**EXERCISE DETAILS**
Select each line in the material below that contains the word "stone", and copy those lines out.

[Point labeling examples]

((

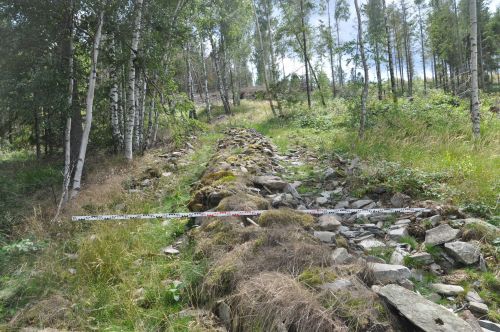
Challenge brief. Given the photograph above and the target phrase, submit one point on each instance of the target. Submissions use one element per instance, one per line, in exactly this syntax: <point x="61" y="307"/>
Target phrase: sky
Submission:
<point x="348" y="31"/>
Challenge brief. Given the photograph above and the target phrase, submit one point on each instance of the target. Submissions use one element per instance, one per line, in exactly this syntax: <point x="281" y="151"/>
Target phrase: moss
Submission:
<point x="316" y="276"/>
<point x="243" y="202"/>
<point x="285" y="217"/>
<point x="212" y="177"/>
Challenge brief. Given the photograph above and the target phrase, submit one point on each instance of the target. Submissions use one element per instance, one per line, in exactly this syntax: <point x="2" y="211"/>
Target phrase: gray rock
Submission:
<point x="326" y="237"/>
<point x="441" y="234"/>
<point x="423" y="313"/>
<point x="397" y="256"/>
<point x="422" y="258"/>
<point x="402" y="222"/>
<point x="397" y="233"/>
<point x="329" y="222"/>
<point x="337" y="285"/>
<point x="342" y="256"/>
<point x="170" y="251"/>
<point x="463" y="252"/>
<point x="321" y="200"/>
<point x="342" y="205"/>
<point x="472" y="296"/>
<point x="361" y="203"/>
<point x="478" y="307"/>
<point x="270" y="182"/>
<point x="486" y="324"/>
<point x="400" y="200"/>
<point x="388" y="273"/>
<point x="447" y="290"/>
<point x="435" y="219"/>
<point x="371" y="243"/>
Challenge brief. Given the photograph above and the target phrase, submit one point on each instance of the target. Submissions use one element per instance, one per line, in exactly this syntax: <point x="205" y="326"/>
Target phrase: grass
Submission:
<point x="425" y="145"/>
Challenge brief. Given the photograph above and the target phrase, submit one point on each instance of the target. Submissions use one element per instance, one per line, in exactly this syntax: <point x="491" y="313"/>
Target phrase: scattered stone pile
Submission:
<point x="289" y="271"/>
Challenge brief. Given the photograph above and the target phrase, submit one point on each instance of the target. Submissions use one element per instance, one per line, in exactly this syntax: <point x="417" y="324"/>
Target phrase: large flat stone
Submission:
<point x="441" y="234"/>
<point x="388" y="273"/>
<point x="426" y="315"/>
<point x="464" y="252"/>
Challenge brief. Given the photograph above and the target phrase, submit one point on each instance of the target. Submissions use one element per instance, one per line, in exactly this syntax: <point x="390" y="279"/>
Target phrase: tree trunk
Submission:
<point x="422" y="46"/>
<point x="220" y="83"/>
<point x="261" y="44"/>
<point x="379" y="74"/>
<point x="130" y="115"/>
<point x="389" y="54"/>
<point x="474" y="111"/>
<point x="364" y="94"/>
<point x="330" y="50"/>
<point x="205" y="80"/>
<point x="305" y="53"/>
<point x="90" y="103"/>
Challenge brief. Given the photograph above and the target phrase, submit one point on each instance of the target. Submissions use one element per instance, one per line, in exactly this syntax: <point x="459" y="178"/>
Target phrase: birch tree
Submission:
<point x="89" y="108"/>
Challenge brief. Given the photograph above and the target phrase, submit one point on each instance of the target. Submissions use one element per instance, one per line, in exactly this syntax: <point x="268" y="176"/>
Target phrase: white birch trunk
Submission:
<point x="364" y="95"/>
<point x="130" y="114"/>
<point x="474" y="110"/>
<point x="88" y="117"/>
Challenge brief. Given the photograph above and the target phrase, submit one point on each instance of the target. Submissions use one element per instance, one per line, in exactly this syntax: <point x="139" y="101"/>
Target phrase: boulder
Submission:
<point x="388" y="273"/>
<point x="424" y="314"/>
<point x="400" y="200"/>
<point x="478" y="307"/>
<point x="371" y="243"/>
<point x="447" y="290"/>
<point x="463" y="252"/>
<point x="361" y="203"/>
<point x="342" y="256"/>
<point x="397" y="233"/>
<point x="270" y="182"/>
<point x="326" y="237"/>
<point x="329" y="222"/>
<point x="441" y="234"/>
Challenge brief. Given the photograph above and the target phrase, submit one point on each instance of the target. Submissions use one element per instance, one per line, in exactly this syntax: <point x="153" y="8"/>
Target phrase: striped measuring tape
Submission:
<point x="238" y="214"/>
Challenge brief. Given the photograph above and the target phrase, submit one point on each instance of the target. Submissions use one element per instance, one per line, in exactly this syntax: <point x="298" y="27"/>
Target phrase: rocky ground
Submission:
<point x="289" y="271"/>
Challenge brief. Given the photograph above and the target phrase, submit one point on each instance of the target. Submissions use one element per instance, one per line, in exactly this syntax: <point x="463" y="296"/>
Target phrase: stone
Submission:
<point x="371" y="243"/>
<point x="337" y="285"/>
<point x="388" y="273"/>
<point x="434" y="220"/>
<point x="472" y="296"/>
<point x="463" y="252"/>
<point x="342" y="256"/>
<point x="397" y="256"/>
<point x="321" y="200"/>
<point x="361" y="203"/>
<point x="447" y="290"/>
<point x="397" y="233"/>
<point x="342" y="205"/>
<point x="326" y="237"/>
<point x="400" y="200"/>
<point x="424" y="314"/>
<point x="422" y="258"/>
<point x="170" y="251"/>
<point x="402" y="222"/>
<point x="478" y="307"/>
<point x="329" y="222"/>
<point x="486" y="324"/>
<point x="441" y="234"/>
<point x="270" y="182"/>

))

**ANSWER TO THE TASK**
Target phrase: scattered stone pile
Target phrase: large flat stone
Target phrase: stone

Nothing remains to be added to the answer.